Page text:
- - - - - - -
Tigran Aivazian wrote:
>
> Hi guys,
>
> Whilst we (on this cpu) are going through the runqueue and selecting the
> process with the highest goodness, someone else (schedule() running on
> another cpu) could be going through the entire set of processes and
> recalculating their dynamic priorities (p->counter) because schedule drops
> runqueue_lock at recalculate label in schedule(), presumably for
> performance reasons, i.e. to let another schedule() execute as soon as
> possible while we may be spending ages in for_each_task() loop.
>
> Isn't this inconsistent? This means that what is selected as "highest
> goodness" on this cpu is not necessarily the "fair value" because it is
> based on wrong values of p->counter of the tasks examined (i.e. on the
> runqueue).
>
> Any comments?
I see two problems. I don't see what prevents the second (and third...)
- - - - - - -
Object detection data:

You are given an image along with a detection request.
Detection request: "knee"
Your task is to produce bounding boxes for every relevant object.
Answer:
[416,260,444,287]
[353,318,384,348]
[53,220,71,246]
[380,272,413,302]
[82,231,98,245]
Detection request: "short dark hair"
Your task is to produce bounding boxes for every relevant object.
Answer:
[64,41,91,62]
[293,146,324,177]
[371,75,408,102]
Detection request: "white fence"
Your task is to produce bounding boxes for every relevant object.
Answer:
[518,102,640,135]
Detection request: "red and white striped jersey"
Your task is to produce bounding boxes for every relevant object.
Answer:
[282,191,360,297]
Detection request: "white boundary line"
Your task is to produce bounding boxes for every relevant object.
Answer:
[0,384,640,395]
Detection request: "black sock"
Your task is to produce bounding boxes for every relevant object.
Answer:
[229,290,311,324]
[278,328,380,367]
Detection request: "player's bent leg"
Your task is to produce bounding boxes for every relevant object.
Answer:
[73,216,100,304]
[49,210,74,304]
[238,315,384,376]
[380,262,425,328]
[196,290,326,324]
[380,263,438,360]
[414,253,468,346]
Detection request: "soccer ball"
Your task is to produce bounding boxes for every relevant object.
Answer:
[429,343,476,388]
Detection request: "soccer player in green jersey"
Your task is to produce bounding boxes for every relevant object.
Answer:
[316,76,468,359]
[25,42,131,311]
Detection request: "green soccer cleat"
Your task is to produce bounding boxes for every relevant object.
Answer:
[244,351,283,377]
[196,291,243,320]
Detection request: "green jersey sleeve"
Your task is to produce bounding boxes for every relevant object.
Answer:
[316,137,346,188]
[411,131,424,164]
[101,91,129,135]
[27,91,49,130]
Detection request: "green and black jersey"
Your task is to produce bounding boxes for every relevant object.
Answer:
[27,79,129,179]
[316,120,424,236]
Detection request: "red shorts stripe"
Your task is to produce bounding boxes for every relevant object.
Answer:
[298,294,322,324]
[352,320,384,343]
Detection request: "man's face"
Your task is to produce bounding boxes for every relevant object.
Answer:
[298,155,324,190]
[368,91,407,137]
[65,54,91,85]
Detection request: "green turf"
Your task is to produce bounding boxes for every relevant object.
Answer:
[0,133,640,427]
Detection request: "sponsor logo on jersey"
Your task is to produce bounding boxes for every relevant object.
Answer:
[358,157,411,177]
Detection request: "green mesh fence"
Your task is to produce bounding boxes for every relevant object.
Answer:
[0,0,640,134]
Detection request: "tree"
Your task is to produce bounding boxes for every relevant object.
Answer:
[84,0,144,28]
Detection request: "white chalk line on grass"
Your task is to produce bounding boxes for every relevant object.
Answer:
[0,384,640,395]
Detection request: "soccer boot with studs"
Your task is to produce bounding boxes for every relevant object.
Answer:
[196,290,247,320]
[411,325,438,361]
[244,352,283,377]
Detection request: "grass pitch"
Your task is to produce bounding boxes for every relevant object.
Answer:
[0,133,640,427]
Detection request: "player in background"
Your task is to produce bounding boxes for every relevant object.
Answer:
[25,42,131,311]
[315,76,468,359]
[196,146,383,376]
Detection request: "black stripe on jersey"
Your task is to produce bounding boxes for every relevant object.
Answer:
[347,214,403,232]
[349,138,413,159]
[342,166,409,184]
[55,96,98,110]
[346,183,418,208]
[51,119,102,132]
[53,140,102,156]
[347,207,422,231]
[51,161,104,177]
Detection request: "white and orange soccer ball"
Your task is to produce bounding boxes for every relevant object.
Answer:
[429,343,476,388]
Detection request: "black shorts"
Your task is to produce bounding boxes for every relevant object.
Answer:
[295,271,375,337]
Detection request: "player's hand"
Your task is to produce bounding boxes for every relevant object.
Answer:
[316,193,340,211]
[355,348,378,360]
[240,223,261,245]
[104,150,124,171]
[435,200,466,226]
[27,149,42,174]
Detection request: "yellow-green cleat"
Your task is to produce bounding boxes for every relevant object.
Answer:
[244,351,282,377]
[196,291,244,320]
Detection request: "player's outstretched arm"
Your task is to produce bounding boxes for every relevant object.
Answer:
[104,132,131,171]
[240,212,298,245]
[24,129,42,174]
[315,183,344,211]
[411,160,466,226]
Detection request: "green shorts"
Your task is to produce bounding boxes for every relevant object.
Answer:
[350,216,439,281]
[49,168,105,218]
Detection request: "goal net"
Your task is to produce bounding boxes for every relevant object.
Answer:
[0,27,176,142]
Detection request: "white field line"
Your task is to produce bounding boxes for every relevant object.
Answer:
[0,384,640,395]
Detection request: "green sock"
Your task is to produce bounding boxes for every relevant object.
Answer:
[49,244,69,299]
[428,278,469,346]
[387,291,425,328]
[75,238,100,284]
- - - - - - -
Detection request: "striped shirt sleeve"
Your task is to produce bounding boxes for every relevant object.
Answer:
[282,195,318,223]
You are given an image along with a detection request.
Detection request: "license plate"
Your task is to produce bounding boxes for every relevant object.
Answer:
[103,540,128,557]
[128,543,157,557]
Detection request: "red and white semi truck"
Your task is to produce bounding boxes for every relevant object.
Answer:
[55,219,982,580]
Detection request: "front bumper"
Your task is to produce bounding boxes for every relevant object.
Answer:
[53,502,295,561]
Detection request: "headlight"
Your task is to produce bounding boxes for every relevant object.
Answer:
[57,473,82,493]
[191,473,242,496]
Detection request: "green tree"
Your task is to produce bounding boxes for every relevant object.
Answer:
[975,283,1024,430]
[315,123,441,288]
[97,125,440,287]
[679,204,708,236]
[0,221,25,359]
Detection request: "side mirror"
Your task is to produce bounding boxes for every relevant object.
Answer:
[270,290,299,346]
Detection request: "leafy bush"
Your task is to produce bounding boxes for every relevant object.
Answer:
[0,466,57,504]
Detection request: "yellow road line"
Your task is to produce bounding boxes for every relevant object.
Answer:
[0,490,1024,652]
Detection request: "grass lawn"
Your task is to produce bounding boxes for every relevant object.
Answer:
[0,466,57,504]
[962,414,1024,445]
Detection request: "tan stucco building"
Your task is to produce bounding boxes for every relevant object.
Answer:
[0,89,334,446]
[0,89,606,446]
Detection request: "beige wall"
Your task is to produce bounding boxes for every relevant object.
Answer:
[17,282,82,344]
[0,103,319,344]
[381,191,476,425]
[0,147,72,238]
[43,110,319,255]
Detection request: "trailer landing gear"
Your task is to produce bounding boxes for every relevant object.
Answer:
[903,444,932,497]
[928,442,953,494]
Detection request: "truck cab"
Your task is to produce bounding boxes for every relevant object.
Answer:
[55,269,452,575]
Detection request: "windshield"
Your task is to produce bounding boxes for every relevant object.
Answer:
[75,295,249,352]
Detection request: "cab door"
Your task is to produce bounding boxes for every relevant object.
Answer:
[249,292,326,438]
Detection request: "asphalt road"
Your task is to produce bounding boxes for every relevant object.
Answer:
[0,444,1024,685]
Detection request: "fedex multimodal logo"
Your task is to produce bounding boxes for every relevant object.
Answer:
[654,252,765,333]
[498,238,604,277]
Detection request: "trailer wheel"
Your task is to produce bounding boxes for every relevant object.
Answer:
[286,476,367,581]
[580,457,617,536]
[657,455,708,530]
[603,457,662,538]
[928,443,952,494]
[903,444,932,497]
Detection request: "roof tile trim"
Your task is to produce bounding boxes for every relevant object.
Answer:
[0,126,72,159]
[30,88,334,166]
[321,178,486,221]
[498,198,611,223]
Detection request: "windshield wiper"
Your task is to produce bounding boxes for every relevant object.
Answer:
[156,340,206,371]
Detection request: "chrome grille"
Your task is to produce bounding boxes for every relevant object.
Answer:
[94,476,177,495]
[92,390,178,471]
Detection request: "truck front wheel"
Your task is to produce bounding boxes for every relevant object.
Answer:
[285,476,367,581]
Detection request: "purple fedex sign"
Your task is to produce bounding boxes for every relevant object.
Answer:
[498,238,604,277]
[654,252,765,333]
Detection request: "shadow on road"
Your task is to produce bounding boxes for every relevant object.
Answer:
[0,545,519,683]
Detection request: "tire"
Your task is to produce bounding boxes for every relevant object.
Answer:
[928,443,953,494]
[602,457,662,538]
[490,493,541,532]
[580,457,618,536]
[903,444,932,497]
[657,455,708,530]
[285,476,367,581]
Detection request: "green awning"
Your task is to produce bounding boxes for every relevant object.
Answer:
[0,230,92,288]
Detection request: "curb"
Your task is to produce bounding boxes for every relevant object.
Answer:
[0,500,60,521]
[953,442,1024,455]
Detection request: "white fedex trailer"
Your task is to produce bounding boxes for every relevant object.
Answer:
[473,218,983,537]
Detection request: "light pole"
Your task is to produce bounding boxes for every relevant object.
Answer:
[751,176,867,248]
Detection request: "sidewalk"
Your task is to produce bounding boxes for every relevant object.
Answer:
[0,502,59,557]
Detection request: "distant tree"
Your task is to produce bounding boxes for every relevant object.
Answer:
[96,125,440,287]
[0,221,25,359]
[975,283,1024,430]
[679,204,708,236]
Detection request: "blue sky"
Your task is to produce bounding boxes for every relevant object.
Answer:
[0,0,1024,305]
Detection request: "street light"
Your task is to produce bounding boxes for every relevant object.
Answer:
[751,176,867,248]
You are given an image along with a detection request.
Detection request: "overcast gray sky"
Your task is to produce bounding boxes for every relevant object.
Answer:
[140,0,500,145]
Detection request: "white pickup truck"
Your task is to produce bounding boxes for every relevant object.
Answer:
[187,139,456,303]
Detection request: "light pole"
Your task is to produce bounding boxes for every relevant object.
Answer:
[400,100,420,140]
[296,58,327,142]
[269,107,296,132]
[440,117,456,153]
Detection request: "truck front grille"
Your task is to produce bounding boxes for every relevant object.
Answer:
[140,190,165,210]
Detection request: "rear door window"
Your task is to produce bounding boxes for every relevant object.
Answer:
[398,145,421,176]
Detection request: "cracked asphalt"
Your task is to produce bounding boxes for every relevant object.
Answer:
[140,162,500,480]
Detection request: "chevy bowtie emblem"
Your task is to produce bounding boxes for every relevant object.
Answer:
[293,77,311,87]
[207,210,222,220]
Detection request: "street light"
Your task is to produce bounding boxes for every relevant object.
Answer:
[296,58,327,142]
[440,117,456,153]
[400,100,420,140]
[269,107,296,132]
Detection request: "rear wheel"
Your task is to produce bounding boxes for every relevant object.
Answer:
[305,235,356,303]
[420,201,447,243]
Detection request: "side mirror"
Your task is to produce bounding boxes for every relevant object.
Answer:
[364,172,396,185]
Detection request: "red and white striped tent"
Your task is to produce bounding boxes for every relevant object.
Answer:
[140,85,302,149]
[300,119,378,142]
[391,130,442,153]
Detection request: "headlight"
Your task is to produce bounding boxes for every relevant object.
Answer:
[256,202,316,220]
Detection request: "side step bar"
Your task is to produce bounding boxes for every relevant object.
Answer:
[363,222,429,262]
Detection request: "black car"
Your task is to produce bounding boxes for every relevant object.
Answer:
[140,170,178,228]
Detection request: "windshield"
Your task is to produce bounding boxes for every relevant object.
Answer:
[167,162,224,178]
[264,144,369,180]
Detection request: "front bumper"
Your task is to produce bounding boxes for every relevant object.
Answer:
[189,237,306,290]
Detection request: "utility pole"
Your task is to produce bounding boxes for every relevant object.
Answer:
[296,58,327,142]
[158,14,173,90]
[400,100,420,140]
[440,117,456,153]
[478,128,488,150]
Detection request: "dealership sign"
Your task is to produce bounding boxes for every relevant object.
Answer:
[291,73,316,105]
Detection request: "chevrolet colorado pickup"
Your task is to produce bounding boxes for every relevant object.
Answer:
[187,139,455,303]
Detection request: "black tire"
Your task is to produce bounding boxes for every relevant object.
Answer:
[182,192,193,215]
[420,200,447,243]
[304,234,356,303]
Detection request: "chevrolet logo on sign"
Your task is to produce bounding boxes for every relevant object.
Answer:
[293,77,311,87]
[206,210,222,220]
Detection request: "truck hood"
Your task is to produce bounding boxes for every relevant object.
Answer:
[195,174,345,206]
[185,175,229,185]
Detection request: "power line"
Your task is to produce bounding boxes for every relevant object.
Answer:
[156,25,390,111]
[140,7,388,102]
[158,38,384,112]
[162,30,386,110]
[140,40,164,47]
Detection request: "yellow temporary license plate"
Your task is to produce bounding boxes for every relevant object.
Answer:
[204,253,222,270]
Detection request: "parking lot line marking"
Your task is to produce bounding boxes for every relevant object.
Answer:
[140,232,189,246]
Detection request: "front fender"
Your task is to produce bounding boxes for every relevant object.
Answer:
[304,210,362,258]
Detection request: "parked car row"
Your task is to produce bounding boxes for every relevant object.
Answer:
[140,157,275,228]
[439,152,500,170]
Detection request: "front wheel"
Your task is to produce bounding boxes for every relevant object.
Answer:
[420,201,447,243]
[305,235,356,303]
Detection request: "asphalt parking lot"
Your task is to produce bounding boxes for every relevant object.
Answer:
- - - - - - -
Exercise requirements:
#1 Translate this sentence from the scheduler email into French: "Isn't this inconsistent?"
#2 Pick up the scheduler email where it stops and write the next few sentences.
None of the entries are needed for this work.

Response list:
#1 N'est-ce pas incohérent ?

#2
CPU from trying to do the same thing, i.e. while CPU 1 is running over
all the tasks at the front of the list (non of which are likely to be in
the run list) CPU 2 discovers that the same recalculation needs to be
done. If I am correct the read_lock will not stop it and CPU 2 will run
down the same list doing the same thing.
The other possible outcome is the one you point out. Since all the
tasks in the run list had zero counters, save some "nice"ness, they will
all get the same new count, thus it should not matter which is picked to
run. The only problem is a possible violation of any "nice"ness.
I have been toying around with the notion of just updating the tasks in
the run list and deferring the update of all the rest until they are put
back in the run list. This would make the recalculation _much_ faster
and possibly it could be done without dropping the runqueue_lock. The
biggest draw back to it I see is that the "fair scheduler" becomes way
more difficult to implement.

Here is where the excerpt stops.